**Aim of the task:** Exactly those lines from the one with "the blue paint" through the end of the listing below must be returned, and nothing else.

**Records shown:**
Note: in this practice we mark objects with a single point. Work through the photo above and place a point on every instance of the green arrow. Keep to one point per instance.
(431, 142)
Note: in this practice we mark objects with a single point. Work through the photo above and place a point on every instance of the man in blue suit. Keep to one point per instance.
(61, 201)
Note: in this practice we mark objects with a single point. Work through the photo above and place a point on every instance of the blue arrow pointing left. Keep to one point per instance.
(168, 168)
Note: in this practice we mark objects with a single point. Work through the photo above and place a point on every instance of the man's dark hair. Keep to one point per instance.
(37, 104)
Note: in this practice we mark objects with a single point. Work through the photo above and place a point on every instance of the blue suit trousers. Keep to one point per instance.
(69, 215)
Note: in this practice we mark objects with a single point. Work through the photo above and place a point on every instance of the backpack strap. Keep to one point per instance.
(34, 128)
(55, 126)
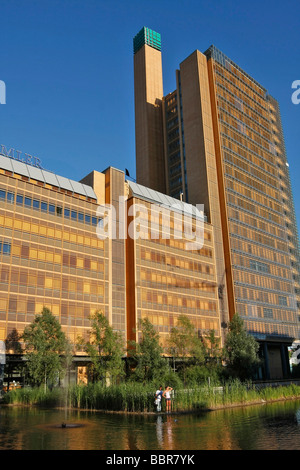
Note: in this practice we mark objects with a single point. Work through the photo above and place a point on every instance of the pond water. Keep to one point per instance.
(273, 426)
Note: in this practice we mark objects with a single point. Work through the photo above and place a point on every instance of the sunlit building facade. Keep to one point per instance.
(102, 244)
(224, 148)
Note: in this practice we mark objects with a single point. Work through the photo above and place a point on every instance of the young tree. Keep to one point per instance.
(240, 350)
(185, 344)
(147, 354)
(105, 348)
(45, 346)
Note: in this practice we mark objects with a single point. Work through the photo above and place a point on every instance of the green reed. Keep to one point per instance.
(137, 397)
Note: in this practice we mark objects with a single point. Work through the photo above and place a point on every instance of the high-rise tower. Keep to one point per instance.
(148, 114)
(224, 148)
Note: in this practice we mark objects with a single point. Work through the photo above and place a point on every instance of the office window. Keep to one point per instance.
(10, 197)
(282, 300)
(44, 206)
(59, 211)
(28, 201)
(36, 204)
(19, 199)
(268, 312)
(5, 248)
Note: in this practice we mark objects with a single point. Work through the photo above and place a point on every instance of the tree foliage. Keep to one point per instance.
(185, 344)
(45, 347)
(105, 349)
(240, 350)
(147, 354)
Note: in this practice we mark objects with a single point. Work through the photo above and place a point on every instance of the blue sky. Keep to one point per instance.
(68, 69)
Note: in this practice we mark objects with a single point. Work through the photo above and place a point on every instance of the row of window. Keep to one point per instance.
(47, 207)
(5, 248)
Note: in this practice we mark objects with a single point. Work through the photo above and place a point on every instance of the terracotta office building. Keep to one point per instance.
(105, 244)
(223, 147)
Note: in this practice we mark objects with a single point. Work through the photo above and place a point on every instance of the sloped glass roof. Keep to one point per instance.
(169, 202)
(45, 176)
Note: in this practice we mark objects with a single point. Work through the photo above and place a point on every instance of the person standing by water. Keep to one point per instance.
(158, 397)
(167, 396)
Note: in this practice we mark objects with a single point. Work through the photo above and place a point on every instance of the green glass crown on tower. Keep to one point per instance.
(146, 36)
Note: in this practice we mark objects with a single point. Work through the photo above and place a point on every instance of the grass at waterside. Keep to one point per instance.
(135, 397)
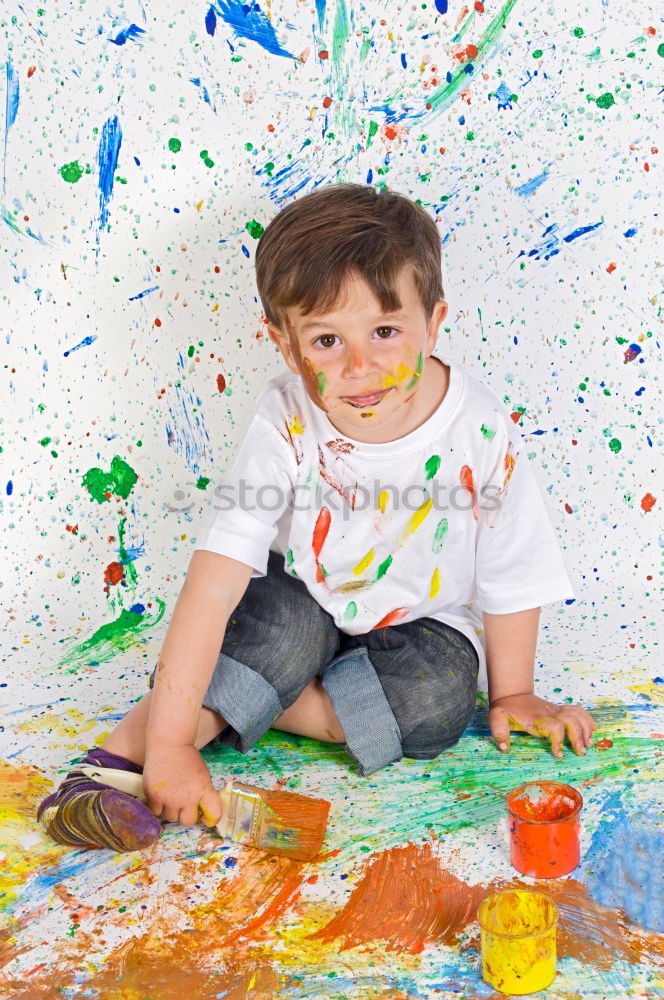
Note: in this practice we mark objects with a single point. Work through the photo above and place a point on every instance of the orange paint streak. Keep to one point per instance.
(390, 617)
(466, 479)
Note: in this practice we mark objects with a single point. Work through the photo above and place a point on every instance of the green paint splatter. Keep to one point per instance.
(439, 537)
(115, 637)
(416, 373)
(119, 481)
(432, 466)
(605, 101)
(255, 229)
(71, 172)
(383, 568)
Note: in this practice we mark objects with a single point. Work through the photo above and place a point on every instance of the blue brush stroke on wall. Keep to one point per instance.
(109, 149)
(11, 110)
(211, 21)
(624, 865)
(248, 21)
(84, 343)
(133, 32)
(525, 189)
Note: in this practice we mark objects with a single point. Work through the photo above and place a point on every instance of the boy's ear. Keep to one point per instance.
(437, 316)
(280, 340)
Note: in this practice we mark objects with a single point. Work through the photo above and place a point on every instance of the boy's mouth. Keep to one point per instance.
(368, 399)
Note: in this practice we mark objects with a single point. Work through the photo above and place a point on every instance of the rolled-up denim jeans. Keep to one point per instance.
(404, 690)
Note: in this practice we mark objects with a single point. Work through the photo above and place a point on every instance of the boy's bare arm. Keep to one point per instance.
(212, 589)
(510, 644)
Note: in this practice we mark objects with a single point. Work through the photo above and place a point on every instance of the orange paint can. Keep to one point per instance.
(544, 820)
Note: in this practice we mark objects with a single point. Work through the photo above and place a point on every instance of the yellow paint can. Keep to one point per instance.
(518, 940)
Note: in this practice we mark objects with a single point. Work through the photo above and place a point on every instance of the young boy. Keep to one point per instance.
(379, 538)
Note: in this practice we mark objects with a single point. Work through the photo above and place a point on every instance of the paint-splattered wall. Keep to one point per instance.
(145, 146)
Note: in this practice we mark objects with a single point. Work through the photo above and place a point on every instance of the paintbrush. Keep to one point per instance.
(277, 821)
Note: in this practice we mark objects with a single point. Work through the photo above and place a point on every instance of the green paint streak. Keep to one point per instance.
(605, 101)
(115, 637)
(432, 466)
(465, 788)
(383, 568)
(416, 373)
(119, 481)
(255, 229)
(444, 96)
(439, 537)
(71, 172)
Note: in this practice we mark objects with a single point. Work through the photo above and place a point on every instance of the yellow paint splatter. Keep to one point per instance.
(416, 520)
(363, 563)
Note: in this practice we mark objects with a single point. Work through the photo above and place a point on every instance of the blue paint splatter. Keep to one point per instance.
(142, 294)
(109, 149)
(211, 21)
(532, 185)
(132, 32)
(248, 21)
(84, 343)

**Task response:**
Note: in this practice we mark objects with a single point. Work through the photo above and place a point on every instance of the blue paint splatter. Keep to one point per instance.
(142, 294)
(109, 149)
(211, 21)
(532, 185)
(132, 32)
(248, 21)
(84, 343)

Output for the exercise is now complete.